B. Traveling with Baby (0-12 Months)
Our first international trip was when Nesrine was 4.5 months. I would suggest waiting until around this time, as newborns are much more demanding (not to mention less vaccinated). However, if you must travel with a very new baby this info will still be relevant for you! First, let’s go through the ‘stuff’ I use for getting through the airport, on the flight, and while we are at our destination.
Travel Items Needed:
1. Passport for baby
This is probably worse than actually taking an 8+ hour flight with a baby. Story time: we made the mistake of going to the post office to get photos of our 2 month old. I called ahead to make sure they could accommodate a baby who was too young to hold her head without support. They assured me they could. They were not prepared whatsoever to photograph her. The regulations for the photo (even an infant) are kind of crazy, they have to have their eyes open and be looking at the camera (these people clearly have never been around a baby). Also the woman taking the photo didn’t have anything to lay her on and take her photo from above, so I was supposed to somehow hold her upright against the backdrop. Except that I couldn’t be in the picture, even my hands (that were literally holding her head from flopping around). So there was me, kind of “Lion King-ing” her in front of the white backdrop, Hashem is trying to get her to look to the camera, and the lady is flashing a camera in her face and so, naturally, she starts screaming. But not only that, she starts to pee, and since I am holding her under her bum under her clothes so I won’t be seen, the pee somehow manages to escape and start dripping down my arm and all over the floor. It was something, but we eventually get a photo of her. And a few weeks later we get post from the State Department that the photo was not accepted because she “wasn’t looking directly at the camera”…….um……….SHE IS TWO MONTHS OLD. This is the rejected photo:
So I am livid, and I know I am not going back to that post office again, so help me God. So I just propped her up on our white nursery glider when she was awake and interactive, dressed in something neutral, and took a ton of photos until I got one of her looking. The accepted photo below:
No flashing, no pee, no screaming. Why didn’t I just do that the first time?!?! Let me save you the agony of going to the Post Office for the photo: TAKE YOUR OWN PHOTO in the comfort of your home. You can upload it to Target’s website, crop it for a passport, print it and pick it up.

__Work instruction 1__: In the text on traveling with a baby, how old was Nesrine on the first international trip?
__Work instruction 2__: Please rewrite the paragraph of the text on traveling with a baby that begins "So I am livid" as a short list, keeping its main facts.
__Work instruction 3__: In the text on traveling with a baby, list the steps given for getting a home-taken passport photo through Target's website.

__Data to examine__:
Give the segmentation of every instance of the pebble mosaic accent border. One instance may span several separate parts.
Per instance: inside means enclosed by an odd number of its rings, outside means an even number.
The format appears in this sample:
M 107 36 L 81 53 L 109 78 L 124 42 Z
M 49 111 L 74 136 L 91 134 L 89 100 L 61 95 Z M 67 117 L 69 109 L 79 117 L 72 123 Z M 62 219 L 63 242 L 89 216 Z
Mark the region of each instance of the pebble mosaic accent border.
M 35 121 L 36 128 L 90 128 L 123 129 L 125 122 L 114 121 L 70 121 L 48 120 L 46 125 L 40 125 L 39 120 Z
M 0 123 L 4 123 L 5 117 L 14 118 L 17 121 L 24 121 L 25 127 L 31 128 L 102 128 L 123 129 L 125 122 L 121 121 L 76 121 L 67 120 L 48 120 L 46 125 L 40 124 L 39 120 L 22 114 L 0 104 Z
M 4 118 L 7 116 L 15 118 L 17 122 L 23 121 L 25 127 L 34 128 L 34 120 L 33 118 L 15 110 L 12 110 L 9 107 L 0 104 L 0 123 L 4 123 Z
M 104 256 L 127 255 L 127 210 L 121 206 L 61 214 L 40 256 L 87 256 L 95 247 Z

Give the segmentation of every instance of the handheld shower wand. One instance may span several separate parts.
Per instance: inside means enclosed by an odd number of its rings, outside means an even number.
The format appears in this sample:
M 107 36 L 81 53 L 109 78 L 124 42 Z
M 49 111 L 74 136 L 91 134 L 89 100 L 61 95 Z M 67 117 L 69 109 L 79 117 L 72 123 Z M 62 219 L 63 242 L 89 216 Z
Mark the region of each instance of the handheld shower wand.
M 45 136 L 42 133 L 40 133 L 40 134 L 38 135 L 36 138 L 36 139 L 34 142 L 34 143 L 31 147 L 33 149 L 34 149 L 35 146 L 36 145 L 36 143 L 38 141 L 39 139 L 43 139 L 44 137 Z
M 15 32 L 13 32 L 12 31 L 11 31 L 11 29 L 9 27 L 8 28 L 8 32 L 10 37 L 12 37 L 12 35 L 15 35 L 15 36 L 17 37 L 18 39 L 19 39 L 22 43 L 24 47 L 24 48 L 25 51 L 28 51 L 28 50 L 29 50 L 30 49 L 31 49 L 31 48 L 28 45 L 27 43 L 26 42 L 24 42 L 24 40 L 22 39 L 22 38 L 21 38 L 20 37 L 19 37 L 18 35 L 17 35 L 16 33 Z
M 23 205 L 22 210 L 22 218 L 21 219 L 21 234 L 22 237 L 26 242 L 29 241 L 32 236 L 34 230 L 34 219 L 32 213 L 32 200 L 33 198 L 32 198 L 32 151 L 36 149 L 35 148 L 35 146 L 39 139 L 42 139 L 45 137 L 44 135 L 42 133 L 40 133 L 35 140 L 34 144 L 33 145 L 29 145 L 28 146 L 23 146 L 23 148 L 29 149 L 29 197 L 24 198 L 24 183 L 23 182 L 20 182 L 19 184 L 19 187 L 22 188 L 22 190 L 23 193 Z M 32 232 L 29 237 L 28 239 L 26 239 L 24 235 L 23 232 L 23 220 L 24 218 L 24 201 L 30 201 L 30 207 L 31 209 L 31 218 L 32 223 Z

__Response 1__: She was 4.5 months old.

__Response 2__:
- The author was livid and determined never to go back to that post office.
- She propped Nesrine up on their white nursery glider while the baby was awake and interactive.
- She dressed her in something neutral.
- She took a ton of photos until she got one of her looking.

__Response 3__:
- Upload it to Target's website
- Crop it for a passport
- Print it
- Pick it up